* **REQUIREMENT**
Rewrite every one of these rows with "large boulder" swapped for "big rock", leaving all other text untouched.

(Data entries)
-=-=-=-=-

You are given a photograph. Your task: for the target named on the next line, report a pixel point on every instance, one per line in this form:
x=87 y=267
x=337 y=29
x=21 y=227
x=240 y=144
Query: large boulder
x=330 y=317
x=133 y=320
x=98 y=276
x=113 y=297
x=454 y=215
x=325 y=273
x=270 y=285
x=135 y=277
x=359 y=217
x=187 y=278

-=-=-=-=-

* **REPLY**
You are given a photograph. Your task: for the target named on the next line, report a pixel point on every instance, one per line in this form:
x=87 y=267
x=337 y=29
x=21 y=227
x=240 y=144
Query: big rock
x=330 y=317
x=133 y=320
x=98 y=276
x=113 y=297
x=454 y=215
x=325 y=273
x=270 y=285
x=135 y=277
x=359 y=217
x=187 y=278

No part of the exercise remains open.